• **Task to complete**:
Starting at the first line of the listing below, retype each line up to and including the one that contains "the rose center.". Leave pictures out.
*** Data shown Section Begins ***
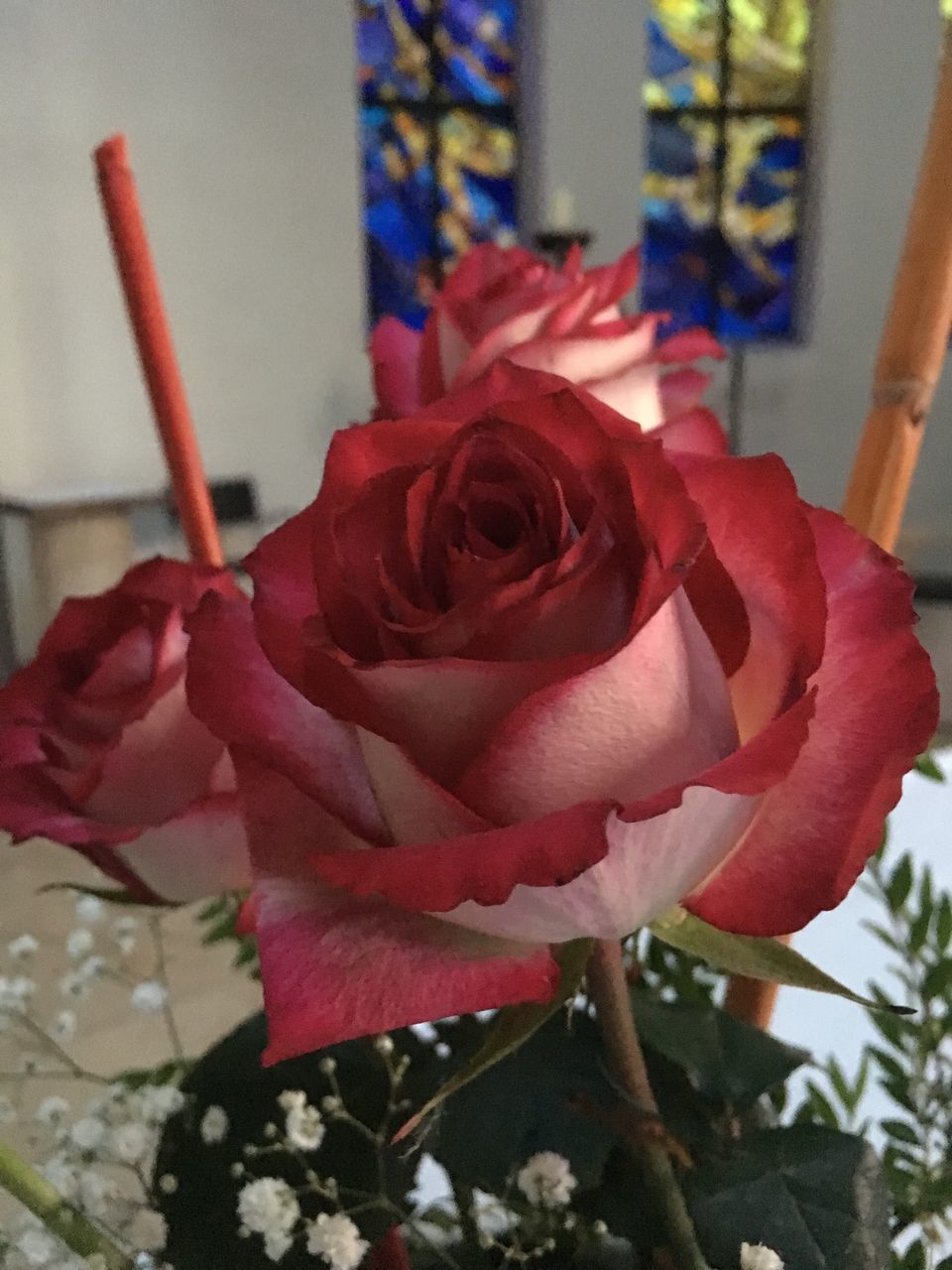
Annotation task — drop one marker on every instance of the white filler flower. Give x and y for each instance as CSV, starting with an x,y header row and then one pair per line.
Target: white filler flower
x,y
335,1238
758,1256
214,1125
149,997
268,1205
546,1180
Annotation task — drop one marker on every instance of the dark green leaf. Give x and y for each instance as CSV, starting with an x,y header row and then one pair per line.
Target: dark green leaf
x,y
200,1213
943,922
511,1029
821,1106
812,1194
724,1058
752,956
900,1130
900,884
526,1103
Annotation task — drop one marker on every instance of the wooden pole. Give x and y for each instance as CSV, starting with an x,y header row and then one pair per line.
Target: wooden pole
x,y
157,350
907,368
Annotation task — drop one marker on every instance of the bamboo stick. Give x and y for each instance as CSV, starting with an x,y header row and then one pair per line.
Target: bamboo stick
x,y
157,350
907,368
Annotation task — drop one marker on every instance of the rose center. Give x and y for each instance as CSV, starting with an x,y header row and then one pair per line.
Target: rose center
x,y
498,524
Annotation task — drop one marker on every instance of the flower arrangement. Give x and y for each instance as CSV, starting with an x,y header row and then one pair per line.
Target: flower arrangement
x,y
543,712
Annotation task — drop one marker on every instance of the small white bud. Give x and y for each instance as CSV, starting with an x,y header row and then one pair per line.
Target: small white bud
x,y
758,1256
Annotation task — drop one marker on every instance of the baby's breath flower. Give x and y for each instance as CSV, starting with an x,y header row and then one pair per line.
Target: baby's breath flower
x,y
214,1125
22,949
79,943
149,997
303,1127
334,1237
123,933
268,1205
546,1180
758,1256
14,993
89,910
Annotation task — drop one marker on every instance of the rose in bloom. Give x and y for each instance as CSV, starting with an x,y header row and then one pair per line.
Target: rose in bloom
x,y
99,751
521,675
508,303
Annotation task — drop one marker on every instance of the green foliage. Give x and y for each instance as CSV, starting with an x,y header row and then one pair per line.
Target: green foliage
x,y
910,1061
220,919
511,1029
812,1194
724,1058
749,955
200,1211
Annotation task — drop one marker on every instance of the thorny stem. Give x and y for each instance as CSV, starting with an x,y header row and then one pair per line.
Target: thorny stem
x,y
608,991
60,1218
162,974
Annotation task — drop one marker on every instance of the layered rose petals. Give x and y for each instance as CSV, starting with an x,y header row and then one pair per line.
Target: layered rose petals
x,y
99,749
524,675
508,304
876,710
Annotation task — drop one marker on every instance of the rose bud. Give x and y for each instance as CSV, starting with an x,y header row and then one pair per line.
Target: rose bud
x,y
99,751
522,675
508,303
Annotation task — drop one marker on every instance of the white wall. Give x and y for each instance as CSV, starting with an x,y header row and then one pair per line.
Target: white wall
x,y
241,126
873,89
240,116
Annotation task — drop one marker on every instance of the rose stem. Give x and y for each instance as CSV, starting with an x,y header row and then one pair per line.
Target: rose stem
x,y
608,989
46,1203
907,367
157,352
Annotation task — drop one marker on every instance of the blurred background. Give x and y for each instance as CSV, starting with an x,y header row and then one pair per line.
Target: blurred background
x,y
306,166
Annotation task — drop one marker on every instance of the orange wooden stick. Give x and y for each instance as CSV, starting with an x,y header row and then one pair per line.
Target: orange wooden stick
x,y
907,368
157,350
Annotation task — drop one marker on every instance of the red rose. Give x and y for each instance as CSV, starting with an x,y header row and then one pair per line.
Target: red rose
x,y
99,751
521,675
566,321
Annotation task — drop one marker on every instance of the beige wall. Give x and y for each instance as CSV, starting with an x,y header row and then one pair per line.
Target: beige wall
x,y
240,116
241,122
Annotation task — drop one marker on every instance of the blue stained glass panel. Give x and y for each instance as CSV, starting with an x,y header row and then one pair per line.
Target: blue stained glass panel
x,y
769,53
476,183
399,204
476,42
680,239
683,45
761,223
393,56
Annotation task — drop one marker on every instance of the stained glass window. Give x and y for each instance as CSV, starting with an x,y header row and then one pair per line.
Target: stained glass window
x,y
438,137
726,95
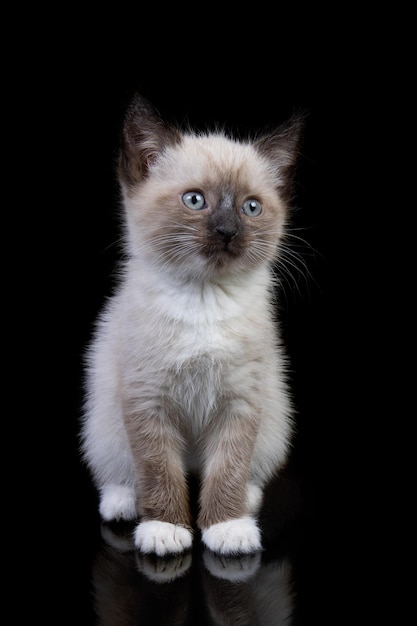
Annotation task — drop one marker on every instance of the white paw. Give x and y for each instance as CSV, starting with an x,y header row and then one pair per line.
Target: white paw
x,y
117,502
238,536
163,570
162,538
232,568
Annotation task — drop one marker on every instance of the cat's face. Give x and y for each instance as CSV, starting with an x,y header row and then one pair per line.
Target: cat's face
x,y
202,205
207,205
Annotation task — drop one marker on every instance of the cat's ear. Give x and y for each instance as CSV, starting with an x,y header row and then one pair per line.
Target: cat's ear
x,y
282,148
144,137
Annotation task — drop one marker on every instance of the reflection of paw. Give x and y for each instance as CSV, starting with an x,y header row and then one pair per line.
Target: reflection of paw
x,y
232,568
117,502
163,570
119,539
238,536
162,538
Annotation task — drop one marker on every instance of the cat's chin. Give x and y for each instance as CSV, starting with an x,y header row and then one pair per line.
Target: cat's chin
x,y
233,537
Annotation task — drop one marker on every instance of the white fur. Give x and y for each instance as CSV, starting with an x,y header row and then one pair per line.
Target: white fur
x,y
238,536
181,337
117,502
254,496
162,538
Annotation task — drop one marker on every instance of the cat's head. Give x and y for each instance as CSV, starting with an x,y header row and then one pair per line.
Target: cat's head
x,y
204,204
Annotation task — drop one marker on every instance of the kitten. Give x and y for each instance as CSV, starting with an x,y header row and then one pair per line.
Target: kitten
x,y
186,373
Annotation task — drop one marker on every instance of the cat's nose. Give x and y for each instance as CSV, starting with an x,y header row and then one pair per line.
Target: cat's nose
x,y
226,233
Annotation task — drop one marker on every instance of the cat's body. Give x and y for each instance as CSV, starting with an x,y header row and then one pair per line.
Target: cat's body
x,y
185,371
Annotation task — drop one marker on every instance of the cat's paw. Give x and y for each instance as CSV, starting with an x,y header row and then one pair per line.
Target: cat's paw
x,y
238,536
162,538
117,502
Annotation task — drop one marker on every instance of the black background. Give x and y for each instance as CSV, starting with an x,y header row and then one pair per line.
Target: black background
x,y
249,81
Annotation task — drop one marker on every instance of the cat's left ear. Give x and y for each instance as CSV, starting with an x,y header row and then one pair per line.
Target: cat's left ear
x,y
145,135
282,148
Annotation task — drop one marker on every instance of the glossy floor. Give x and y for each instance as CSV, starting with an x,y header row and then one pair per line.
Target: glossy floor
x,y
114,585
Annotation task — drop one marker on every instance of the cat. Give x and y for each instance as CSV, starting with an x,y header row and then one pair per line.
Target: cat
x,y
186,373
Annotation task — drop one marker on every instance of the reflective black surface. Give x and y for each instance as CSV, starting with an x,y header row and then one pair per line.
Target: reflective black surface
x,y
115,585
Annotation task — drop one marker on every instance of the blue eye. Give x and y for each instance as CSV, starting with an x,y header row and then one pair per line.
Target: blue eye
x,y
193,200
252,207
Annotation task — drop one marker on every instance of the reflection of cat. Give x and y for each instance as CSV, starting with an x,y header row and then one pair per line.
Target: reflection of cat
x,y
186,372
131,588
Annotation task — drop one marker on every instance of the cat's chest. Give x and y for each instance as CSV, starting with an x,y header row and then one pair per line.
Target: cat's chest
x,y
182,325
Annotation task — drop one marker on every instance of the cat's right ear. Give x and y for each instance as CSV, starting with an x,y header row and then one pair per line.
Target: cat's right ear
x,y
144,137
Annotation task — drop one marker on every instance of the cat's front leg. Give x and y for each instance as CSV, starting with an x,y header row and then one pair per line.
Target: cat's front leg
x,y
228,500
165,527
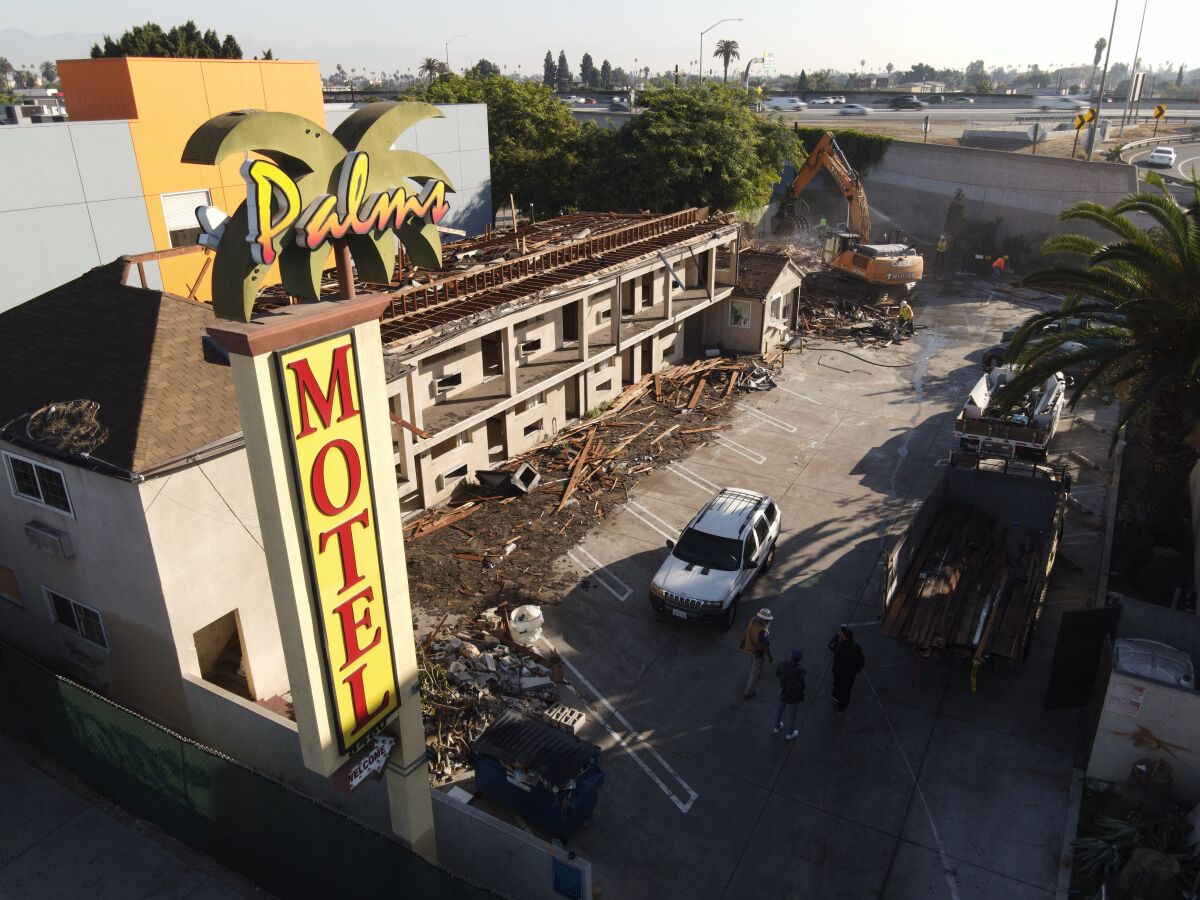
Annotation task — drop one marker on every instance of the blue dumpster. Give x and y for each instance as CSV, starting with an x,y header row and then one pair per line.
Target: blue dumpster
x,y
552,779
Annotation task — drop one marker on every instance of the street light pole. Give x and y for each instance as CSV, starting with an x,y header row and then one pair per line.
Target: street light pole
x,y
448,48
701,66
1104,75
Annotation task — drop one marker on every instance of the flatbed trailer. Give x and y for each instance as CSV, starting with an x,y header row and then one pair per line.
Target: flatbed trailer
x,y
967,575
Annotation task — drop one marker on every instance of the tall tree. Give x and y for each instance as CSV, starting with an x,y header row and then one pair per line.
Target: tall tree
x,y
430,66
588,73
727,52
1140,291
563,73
*** Data shown Section Ends ***
• **Completed exercise**:
Annotation task — drop one marker on every instance of the white filler flower. Give x and y for each instance as CSV, starting with an x,y header row and then one pair per line.
Target: white filler flower
x,y
335,1238
758,1256
214,1125
149,997
268,1205
546,1180
Annotation task — drop one marker on every instance of the dark green leaf. Give x and y for each instance as CSV, starting with an x,y header row and then one pair per line.
Target: dark green leaf
x,y
200,1213
943,922
511,1029
821,1106
812,1194
724,1058
752,956
900,1130
900,884
526,1103
Annotation task — drop one marker on every instance of the wooden pole. Give x and y for each instance as CSV, starting with an x,y header row and then one pair per line.
Target: wooden pole
x,y
157,350
907,368
Annotation task — drop one marker on every instance of the bamboo stick. Give x and y for each instance as CSV, starting with an x,y header row and then one pair per line.
Target: bamboo stick
x,y
157,350
907,368
Annotation task — drop one marker on every instance of the rose center. Give x and y for each instance as CSV, starting with an x,y header row and then one pair per line.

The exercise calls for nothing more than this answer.